I'm not sure of what was in Bombadil's mind, but I'm sure it was in _Tolkien's_ mind — at some point or other — to make sure these weapons were absolutely crucial: the ones used in future to defeat enemies against whom no other weapons would work. Otherwise, the whole Bombadil episode becomes nothing more than an agreeable aside.

Barley


----------



## Phantom (Jan 4, 2005)

I've wondered what if Frodo had the knife that was given to Merry, the knife he used against the witch king later in the story. Frodo's blade was destroied when it entered the witch king, but Merry's blade survived later slayed the witch king. Also, since all the blades looked the same, why did one harm the leader of the Nazgûl while the other was destoried by him?


----------



## aragil (Jan 4, 2005)

Frodo's swipe was a near miss- he only got the Witch King's cloak, not the actual Witch King. Apparently the four daggers were identical, so we can presume that if Frodo had stabbed WK in the same manner that Merry later did, then it would have had the same effect. Conversely, if WK had been able to put his full attention on Merry during the later confrontation, he could have destroyed that blade as well.

Regarding Tolkien and the writing, I'm relatively sure TB's words were ammended after the Pelannor scenario was written. When Fog on the Barrow Downs was originally written, Tolkien had no clear concept of who the Black Riders were, nor did the Northern Kingdom of the Dunedain 'exist' as such.

Slight historical note on the Barrow-Downs: they were never technically 'destroyed' by the forces of the Witch King. In the War of TA 1409 (the one in which the Tower of Amon Sul was lost) the last prince of Cardolan fell, but the Dunedain of Cardolan persisted. This is mentioned in the Appendix B entry for TA 1409, where the Barrow Downs are referred to as 'Tyrn Gorthad'. Interestingly, it was probably the tomb of this last prince of Cardolan in which the four Hobbits were later captured. However, the Barrow Downs did not become 'evil' until after the great plague of TA 1636, which finally wiped out the Dunedain of Cardolan.

- _LIST OF TASKS_:
1: In the Tolkien thread:
(a) What did Frodo's swipe actually strike?
(b) In which war did the last prince of Cardolan fall?
(c) What name do the Barrow Downs go by in the Appendix B entry?
2: In the Tolkien thread, begin at the words "## Phantom (Jan" and stop after "aragil (Jan 4, 2005)". Write that part out again, substituting "dagger" for "knife".
The material has no connection to the Tolkien thread.

- _SUPPLIED MATERIAL_:
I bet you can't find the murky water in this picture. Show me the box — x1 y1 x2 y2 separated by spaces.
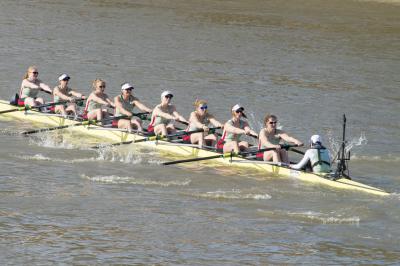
0 0 400 265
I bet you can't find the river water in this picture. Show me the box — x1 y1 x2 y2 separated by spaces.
0 0 400 265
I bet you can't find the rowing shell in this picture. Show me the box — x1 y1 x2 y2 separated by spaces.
0 100 390 196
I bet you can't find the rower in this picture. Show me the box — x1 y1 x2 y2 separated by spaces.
53 74 86 116
290 135 331 173
114 83 152 131
187 100 222 148
18 66 52 106
148 90 189 136
217 104 257 153
259 114 303 163
85 79 115 121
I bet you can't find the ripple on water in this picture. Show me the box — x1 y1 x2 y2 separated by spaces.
258 210 361 226
81 175 191 187
190 189 272 200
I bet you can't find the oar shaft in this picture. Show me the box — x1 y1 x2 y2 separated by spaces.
162 153 230 165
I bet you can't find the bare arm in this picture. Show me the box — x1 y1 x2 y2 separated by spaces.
224 122 246 135
89 93 114 107
172 110 189 123
71 90 86 99
290 150 311 170
189 112 208 130
209 115 224 128
153 105 175 120
244 122 258 138
279 133 303 146
39 81 52 94
114 96 132 116
258 129 281 149
53 87 72 101
133 100 153 113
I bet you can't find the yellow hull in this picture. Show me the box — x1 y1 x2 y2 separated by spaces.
0 100 390 196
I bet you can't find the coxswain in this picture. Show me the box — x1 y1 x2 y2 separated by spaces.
258 114 303 163
290 135 331 173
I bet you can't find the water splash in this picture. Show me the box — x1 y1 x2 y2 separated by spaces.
192 189 272 200
81 174 191 187
327 130 368 161
29 134 75 150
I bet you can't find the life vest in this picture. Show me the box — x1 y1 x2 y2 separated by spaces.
310 146 331 173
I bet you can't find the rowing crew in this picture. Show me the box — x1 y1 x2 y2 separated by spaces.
18 66 330 172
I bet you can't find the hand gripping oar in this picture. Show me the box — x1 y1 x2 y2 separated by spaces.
0 99 84 114
0 101 66 114
21 115 126 135
162 144 297 165
92 127 220 149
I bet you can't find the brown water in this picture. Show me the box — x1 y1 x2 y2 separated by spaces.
0 0 400 265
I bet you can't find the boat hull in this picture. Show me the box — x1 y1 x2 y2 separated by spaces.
0 100 390 196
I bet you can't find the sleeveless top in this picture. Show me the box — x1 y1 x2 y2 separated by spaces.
20 87 40 99
310 147 331 173
187 114 211 131
85 95 106 113
115 95 138 116
259 129 283 149
53 86 72 103
221 119 245 142
150 105 172 127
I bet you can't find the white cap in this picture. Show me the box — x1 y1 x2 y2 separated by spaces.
121 82 134 91
232 104 244 112
310 135 321 144
161 90 174 99
58 74 70 81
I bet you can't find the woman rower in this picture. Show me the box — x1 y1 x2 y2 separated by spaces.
148 90 189 136
85 79 115 121
114 83 152 131
188 100 222 148
53 74 86 116
258 114 303 163
18 66 52 106
290 135 331 173
218 104 257 153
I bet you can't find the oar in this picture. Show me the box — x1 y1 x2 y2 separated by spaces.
162 144 297 165
21 115 126 135
21 120 97 135
0 99 83 114
92 127 220 149
162 152 235 165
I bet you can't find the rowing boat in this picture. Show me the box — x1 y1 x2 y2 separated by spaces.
0 100 390 196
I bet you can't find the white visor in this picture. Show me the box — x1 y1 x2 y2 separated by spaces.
310 135 321 144
58 74 70 81
161 91 174 99
232 104 244 112
121 83 134 91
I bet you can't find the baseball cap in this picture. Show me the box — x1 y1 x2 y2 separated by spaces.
121 82 134 91
58 74 70 81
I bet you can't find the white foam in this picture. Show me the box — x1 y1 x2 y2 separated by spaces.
194 190 272 200
81 175 191 187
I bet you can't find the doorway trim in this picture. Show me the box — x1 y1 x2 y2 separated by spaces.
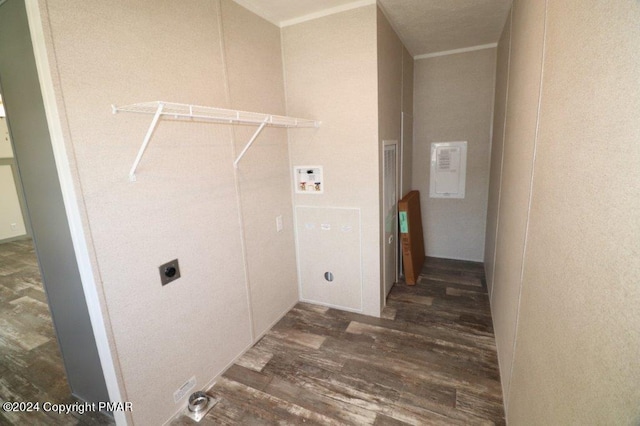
25 0 127 425
381 140 400 307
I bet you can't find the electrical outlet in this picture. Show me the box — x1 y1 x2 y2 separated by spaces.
173 376 196 404
158 259 180 285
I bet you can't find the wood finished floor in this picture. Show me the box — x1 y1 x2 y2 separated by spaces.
172 258 505 426
0 240 114 425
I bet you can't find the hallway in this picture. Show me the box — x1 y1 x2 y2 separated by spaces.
172 258 505 426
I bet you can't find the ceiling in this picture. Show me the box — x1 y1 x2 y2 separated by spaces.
234 0 512 57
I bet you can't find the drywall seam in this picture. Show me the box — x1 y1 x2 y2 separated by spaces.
489 6 513 418
489 6 513 302
25 1 127 425
377 2 413 57
276 0 376 28
413 43 498 61
505 0 549 407
280 29 302 301
482 55 500 264
216 0 256 345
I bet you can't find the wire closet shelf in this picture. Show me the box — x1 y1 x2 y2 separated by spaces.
111 101 320 181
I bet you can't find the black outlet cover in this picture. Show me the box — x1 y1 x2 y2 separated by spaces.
158 259 180 285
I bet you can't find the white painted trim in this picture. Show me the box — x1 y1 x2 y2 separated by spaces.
25 0 127 425
413 43 498 61
278 0 377 28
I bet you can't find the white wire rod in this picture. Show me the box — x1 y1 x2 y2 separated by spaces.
233 118 268 169
128 102 164 182
112 101 320 127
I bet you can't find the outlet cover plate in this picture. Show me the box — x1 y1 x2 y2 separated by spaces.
158 259 180 285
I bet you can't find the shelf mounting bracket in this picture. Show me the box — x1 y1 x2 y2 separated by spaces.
233 117 269 169
129 103 164 182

- _RESULTS IN ORDER_:
1:
(a) Only the Witch King's cloak, not the Witch King himself.
(b) The War of TA 1409.
(c) 'Tyrn Gorthad'.

2:
## Phantom (Jan 4, 2005)

I've wondered what if Frodo had the dagger that was given to Merry, the dagger he used against the witch king later in the story. Frodo's blade was destroied when it entered the witch king, but Merry's blade survived later slayed the witch king. Also, since all the blades looked the same, why did one harm the leader of the Nazgûl while the other was destoried by him?


----------



## aragil (Jan 4, 2005)